_What this task involves_
Quote the listing below in its entirety, omitting every image.

Provided data section start

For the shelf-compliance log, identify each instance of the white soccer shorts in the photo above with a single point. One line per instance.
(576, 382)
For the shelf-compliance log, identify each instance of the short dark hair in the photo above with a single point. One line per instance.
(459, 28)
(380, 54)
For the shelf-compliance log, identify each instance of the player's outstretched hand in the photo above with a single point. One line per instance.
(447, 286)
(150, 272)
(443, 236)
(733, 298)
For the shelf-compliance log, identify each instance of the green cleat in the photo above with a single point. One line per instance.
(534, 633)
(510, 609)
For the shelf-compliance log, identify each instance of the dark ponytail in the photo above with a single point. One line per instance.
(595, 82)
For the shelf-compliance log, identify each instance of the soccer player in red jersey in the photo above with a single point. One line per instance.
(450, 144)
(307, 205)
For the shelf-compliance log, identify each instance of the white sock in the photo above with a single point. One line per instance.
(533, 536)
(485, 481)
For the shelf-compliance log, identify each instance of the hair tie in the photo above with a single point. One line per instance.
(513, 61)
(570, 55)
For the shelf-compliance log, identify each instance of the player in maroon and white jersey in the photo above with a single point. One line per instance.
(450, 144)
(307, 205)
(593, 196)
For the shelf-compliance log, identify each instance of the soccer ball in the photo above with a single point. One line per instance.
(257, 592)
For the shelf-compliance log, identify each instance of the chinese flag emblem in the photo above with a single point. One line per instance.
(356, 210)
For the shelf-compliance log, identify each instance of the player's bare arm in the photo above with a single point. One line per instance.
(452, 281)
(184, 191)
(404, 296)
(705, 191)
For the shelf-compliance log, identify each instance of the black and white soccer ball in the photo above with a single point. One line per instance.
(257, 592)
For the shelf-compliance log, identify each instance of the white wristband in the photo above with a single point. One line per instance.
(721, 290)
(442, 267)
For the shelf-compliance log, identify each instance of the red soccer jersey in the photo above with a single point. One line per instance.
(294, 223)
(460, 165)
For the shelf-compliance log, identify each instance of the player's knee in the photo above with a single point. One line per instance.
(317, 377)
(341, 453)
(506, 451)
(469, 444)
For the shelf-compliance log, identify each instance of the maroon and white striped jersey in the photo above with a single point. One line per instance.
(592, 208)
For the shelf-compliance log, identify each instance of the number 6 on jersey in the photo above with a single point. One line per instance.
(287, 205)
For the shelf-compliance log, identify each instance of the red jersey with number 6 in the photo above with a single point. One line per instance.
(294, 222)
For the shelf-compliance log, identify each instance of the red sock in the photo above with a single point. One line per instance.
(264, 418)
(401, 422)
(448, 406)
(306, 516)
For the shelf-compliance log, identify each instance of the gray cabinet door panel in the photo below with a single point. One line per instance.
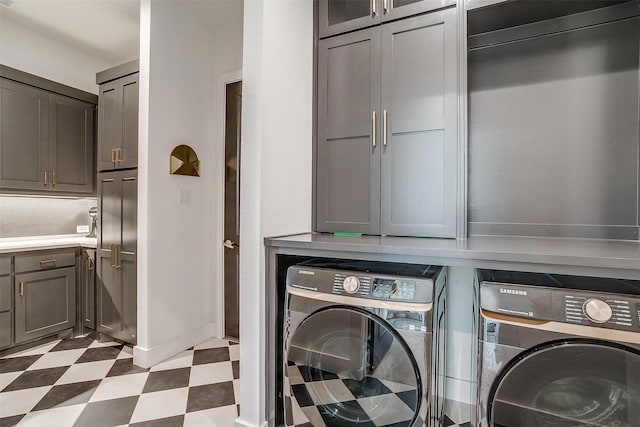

Provided data section end

_Written answer_
For the shelf-compliance log, identify each instance of the white soccer shorts in the photo above with a single point. One line per instance.
(576, 382)
For the shelf-compliance log, identify each instance of the short dark hair in the photo above with a single point. One line per instance.
(459, 28)
(380, 54)
For the shelf-compliance log, identify each instance of the player's outstretched hand in the photo above with a single point. One line per instance.
(447, 286)
(150, 272)
(443, 236)
(733, 298)
For the shelf-compliance log, identify each instance of the green cleat in the photo above with a single point. One line per instance.
(534, 633)
(510, 609)
For the shelf-compliance log, identify each instance of the dark ponytail in the photo above with a single point. One line per instance.
(595, 82)
For the shelf-compliance log, identify each instance of the soccer player in red jersey in the photo above with a single point. One line per instance.
(450, 144)
(307, 205)
For the shelf-compliance log, identify each instance of the white sock in the photo above with a single point. One line per instance.
(533, 536)
(485, 481)
For the shelf-compliance log, identify each instance of the hair tie in the photo above with a single point. One line per instance.
(513, 61)
(570, 55)
For the shelf-compliance log, identify each instance of the player in maroon and white jersey in the photo above with a single point. One line per instance.
(450, 144)
(307, 205)
(593, 196)
For the shelf-compliance log, identify each instance of the soccer ball in the photo above with a single point. One line per instance.
(257, 592)
For the shelf-compliance log, identify each instance of the chinese flag emblem in the photo above with a single point. One line per instance.
(356, 210)
For the shelf-compliance log, identify each instance of the player's bare arm in the photo above with a single point. One line per instance.
(452, 281)
(184, 191)
(404, 296)
(705, 191)
For the shelf-compliance log, identify each instance of the black and white soccer ball in the photo above with a single point. One line per instance.
(257, 592)
For the shelf-compliance log, identify each instance of the white wristband in the photo above with a single point. One line per instance.
(721, 290)
(442, 267)
For the shelf-compliance log, identify each instance of the red soccer jersey in the photo above with a single point. One line per instance.
(294, 223)
(460, 165)
For the shelf-compliance log, identify each instance of the player's knee in the photo above with a single point. One line per instance.
(317, 377)
(341, 453)
(506, 451)
(469, 444)
For the shelf-compliance log, identify each instance of the maroon and white striped jersey in the photo above with a single point. One line per instance.
(592, 208)
For the shelf-compliance log, identify each instance of the number 6 on jersey in the photo above with a single point. One line per instance.
(287, 205)
For the shelf-compliance log, identify each instance of the red jersey with number 6 in the photo above with a single point. One line per instance.
(294, 222)
For the shelf-compliance log, identify each instance of the red sock in the photo above with a single point. One line per instance.
(264, 418)
(401, 422)
(448, 406)
(306, 516)
For the shelf-compliance log, identify each instance of the gray cabinet door panel in the photo below with a single point. One line per instance.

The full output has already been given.